* **Required work**:
Copy the lines below verbatim. Begin with the first and end with the line containing "[ ] a keypoint on each instance of the black pony".

* **Referring expression data**:
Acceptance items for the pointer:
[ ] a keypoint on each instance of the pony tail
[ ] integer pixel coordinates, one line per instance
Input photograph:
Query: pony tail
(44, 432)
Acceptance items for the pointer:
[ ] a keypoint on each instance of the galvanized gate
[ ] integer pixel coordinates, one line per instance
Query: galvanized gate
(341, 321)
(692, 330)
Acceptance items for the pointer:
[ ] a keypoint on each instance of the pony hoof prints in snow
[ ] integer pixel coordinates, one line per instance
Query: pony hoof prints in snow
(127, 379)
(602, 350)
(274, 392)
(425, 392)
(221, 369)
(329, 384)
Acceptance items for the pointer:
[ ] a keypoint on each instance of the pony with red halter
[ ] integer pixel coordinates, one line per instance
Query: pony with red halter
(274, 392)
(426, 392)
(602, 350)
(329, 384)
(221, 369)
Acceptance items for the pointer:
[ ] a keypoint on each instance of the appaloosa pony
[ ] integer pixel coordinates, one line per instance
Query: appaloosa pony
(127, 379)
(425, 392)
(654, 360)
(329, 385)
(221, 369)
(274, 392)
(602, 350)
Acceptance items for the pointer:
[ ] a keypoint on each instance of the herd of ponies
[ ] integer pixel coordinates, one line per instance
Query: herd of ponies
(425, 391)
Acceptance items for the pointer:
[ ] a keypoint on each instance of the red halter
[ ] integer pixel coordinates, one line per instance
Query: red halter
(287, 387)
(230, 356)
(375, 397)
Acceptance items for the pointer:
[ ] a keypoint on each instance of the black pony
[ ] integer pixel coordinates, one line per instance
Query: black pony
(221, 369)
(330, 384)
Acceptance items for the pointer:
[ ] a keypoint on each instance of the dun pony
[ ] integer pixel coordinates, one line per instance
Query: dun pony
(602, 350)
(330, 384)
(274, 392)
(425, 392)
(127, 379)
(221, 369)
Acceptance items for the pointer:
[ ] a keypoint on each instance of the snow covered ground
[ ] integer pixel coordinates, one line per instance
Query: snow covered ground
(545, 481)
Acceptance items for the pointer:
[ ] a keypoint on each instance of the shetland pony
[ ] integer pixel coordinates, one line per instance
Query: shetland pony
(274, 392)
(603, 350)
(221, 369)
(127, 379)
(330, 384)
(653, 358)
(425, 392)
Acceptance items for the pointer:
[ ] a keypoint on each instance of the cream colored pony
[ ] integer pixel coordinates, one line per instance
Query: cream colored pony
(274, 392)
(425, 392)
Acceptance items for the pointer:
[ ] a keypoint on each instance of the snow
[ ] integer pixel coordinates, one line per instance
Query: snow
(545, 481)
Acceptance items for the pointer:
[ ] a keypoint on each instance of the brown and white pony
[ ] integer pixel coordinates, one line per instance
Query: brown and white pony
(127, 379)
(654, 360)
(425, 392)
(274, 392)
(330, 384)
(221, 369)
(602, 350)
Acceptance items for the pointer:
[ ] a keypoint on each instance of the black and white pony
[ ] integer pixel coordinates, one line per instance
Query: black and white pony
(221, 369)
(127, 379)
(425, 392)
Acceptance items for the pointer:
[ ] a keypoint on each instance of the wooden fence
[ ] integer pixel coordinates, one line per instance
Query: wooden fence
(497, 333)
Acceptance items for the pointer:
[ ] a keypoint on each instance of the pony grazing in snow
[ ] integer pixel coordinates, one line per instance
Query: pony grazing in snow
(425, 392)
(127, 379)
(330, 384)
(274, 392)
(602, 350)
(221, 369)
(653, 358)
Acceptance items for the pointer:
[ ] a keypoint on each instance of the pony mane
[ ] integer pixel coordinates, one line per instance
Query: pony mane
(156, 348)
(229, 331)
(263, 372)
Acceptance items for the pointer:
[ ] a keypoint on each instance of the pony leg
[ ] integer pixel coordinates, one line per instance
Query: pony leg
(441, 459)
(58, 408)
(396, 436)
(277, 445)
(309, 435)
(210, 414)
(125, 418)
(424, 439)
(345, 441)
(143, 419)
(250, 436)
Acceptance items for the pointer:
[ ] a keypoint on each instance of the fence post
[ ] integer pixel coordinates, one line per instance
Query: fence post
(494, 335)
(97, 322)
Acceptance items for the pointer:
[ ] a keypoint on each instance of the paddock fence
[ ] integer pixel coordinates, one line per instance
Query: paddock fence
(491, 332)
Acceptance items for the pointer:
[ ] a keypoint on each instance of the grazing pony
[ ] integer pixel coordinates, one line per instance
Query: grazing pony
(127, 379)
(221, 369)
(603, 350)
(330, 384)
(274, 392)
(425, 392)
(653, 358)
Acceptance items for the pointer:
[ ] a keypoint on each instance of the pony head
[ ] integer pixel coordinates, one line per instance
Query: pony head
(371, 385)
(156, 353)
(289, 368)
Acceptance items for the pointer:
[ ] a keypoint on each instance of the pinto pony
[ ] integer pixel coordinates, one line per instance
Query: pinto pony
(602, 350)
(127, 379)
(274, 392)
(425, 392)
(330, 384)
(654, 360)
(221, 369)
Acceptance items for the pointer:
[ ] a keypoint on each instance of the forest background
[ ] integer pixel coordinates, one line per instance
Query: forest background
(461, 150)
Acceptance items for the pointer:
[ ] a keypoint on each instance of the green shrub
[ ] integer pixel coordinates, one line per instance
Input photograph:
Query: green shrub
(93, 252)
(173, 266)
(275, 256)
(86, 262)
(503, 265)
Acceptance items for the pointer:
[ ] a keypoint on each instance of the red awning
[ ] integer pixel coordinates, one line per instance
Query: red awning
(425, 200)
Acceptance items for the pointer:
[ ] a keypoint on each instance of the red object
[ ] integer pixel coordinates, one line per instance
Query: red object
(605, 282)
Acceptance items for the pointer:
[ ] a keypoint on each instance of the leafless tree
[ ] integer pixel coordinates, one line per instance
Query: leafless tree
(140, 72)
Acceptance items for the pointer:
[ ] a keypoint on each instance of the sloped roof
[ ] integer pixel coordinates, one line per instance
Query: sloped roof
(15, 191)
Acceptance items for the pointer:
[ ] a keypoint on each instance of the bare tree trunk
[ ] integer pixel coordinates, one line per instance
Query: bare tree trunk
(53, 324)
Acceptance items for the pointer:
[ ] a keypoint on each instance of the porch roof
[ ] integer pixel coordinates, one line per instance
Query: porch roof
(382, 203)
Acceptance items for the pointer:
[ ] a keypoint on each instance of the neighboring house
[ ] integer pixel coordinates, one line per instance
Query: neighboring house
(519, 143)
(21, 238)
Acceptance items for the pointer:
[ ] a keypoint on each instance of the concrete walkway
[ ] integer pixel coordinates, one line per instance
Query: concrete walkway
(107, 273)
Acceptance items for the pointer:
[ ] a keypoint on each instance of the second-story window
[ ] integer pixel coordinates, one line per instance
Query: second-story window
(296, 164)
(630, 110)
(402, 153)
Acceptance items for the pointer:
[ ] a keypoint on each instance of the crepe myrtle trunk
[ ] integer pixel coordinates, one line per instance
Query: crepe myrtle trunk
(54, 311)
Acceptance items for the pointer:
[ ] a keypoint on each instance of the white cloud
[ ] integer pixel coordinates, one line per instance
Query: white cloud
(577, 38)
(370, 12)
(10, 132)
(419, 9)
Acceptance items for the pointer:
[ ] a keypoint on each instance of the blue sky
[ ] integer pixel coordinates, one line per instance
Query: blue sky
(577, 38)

* **Reply to the exercise**:
Acceptance items for the pointer:
[ ] a keypoint on each instance of the pony tail
[ ] integer pixel coordinates, one line per instance
Input photograph:
Query: pony tail
(44, 432)
Acceptance items for the pointer:
[ ] a keypoint on each instance of the galvanized gate
[ ] integer pixel coordinates, one line per instance
Query: galvanized gate
(341, 321)
(692, 330)
Acceptance items for the pointer:
[ ] a keypoint on each instance of the pony hoof prints in snow
[ ] integer pixel coordinates, one line per instance
Query: pony hoof prints in snow
(127, 379)
(602, 350)
(274, 392)
(425, 392)
(221, 369)
(329, 384)
Acceptance items for the pointer:
[ ] a keypoint on each instance of the pony with red halter
[ ] integer pixel coordinates, one line per instance
Query: pony with red halter
(274, 392)
(426, 392)
(602, 350)
(329, 384)
(221, 369)
Acceptance items for the pointer:
[ ] a keypoint on each instance of the appaloosa pony
[ ] integer pixel coordinates, one line per instance
Query: appaloosa pony
(127, 379)
(425, 392)
(654, 360)
(329, 385)
(221, 369)
(274, 392)
(602, 350)
Acceptance items for the pointer:
[ ] a keypoint on each instance of the herd of ponies
[ ] integer pixel coordinates, one line per instance
Query: herd of ponies
(425, 391)
Acceptance items for the pointer:
[ ] a keypoint on each instance of the red halter
[ ] integer pixel coordinates, one line per instance
Query: red halter
(287, 387)
(230, 356)
(375, 397)
Acceptance items for the pointer:
[ ] a keypoint on each instance of the black pony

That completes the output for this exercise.